▶ **Exercise task**: Put every line of the items below into a JSON list of strings, with one string for each line and blank lines left out.

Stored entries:
--
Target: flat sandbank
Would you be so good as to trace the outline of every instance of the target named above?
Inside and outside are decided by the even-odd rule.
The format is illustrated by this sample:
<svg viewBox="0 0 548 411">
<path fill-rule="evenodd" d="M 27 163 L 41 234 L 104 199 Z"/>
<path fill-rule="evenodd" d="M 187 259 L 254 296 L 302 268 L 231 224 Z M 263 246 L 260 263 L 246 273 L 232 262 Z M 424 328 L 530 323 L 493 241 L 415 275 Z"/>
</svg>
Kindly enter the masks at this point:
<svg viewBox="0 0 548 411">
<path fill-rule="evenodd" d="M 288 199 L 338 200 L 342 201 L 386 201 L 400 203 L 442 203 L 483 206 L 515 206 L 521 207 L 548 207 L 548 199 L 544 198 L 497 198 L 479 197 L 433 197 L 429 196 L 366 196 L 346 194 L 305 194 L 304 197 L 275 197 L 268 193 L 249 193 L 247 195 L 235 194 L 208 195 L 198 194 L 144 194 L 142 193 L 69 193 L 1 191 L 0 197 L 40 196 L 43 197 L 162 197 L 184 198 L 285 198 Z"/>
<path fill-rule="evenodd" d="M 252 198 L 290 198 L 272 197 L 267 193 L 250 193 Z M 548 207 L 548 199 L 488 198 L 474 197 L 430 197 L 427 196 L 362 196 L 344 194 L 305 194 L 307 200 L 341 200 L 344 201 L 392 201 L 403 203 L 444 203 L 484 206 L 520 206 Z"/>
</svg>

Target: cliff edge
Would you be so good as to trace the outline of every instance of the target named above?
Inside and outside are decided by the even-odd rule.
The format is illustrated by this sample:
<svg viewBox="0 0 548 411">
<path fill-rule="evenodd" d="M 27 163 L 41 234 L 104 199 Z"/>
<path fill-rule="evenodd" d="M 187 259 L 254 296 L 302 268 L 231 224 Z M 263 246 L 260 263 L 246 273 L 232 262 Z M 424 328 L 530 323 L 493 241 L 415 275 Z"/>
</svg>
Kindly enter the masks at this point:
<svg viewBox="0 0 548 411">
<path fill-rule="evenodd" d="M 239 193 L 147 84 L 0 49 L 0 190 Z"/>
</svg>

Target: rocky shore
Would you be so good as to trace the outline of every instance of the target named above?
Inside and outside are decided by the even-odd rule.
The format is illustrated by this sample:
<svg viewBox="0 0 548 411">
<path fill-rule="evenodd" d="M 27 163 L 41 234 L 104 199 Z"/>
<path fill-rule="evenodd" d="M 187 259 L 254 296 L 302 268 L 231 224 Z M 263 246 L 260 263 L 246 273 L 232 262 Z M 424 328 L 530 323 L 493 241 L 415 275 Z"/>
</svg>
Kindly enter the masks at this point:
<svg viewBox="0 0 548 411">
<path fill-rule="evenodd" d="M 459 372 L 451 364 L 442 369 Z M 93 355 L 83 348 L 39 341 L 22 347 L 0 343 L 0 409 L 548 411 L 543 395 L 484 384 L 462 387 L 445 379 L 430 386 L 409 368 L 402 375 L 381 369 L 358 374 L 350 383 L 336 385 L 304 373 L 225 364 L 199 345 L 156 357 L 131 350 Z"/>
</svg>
--
▶ **Answer for the task**:
[
  "Target: flat sandbank",
  "Would you be so good as to trace the outline of every instance of the target named above?",
  "Inside and outside are decided by the even-odd rule.",
  "The format is illustrated by this sample:",
  "<svg viewBox=\"0 0 548 411\">",
  "<path fill-rule=\"evenodd\" d=\"M 27 163 L 41 234 L 104 199 Z\"/>",
  "<path fill-rule=\"evenodd\" d=\"M 187 259 L 254 296 L 302 268 L 231 224 Z M 263 246 L 260 263 L 246 273 L 232 262 Z M 424 328 L 530 323 L 493 241 L 415 275 Z\"/>",
  "</svg>",
  "Kindly enter the masks at this point:",
  "<svg viewBox=\"0 0 548 411\">",
  "<path fill-rule=\"evenodd\" d=\"M 288 199 L 338 200 L 342 201 L 386 201 L 400 203 L 442 203 L 483 206 L 515 206 L 521 207 L 548 207 L 548 199 L 544 198 L 497 198 L 479 197 L 433 197 L 429 196 L 366 196 L 346 194 L 305 194 L 304 197 L 275 197 L 268 193 L 249 193 L 247 195 L 235 194 L 208 195 L 198 194 L 144 194 L 142 193 L 69 193 L 1 191 L 0 197 L 40 196 L 43 197 L 162 197 L 184 198 L 285 198 Z\"/>",
  "<path fill-rule=\"evenodd\" d=\"M 252 198 L 290 198 L 272 197 L 267 193 L 250 193 Z M 548 207 L 548 199 L 488 198 L 474 197 L 430 197 L 427 196 L 362 196 L 344 194 L 305 194 L 307 200 L 341 200 L 344 201 L 392 201 L 403 203 L 444 203 L 484 206 L 520 206 Z\"/>",
  "</svg>",
  "Target: cliff edge",
  "Would you be so good as to trace the outline of every instance of the target named above?",
  "Inside and outside are decided by the even-odd rule.",
  "The format is illustrated by this sample:",
  "<svg viewBox=\"0 0 548 411\">",
  "<path fill-rule=\"evenodd\" d=\"M 27 163 L 41 234 L 104 199 Z\"/>",
  "<path fill-rule=\"evenodd\" d=\"M 187 259 L 254 296 L 302 268 L 231 224 Z M 263 246 L 260 263 L 246 273 L 232 262 Z M 424 328 L 530 323 L 493 241 L 415 275 Z\"/>",
  "</svg>",
  "Kindly enter the masks at this point:",
  "<svg viewBox=\"0 0 548 411\">",
  "<path fill-rule=\"evenodd\" d=\"M 239 193 L 147 84 L 0 49 L 0 190 Z\"/>",
  "</svg>",
  "Target: rocky shore",
  "Would you be so good as to trace the outline of every instance of the target named above?",
  "Inside and outside are decided by the even-odd rule.",
  "The format is illustrated by this sample:",
  "<svg viewBox=\"0 0 548 411\">",
  "<path fill-rule=\"evenodd\" d=\"M 27 163 L 41 234 L 104 199 Z\"/>",
  "<path fill-rule=\"evenodd\" d=\"M 187 259 L 254 296 L 302 268 L 231 224 Z M 263 246 L 260 263 L 246 273 L 232 262 Z M 424 328 L 530 323 L 493 241 L 415 275 Z\"/>",
  "</svg>",
  "Kindly enter the masks at this point:",
  "<svg viewBox=\"0 0 548 411\">",
  "<path fill-rule=\"evenodd\" d=\"M 459 372 L 451 364 L 442 369 Z M 93 355 L 83 348 L 39 341 L 22 347 L 0 343 L 0 409 L 548 411 L 543 395 L 484 384 L 462 387 L 445 379 L 430 386 L 409 368 L 402 375 L 381 369 L 358 374 L 350 383 L 336 385 L 304 373 L 225 364 L 199 345 L 156 357 L 131 350 Z\"/>",
  "</svg>"
]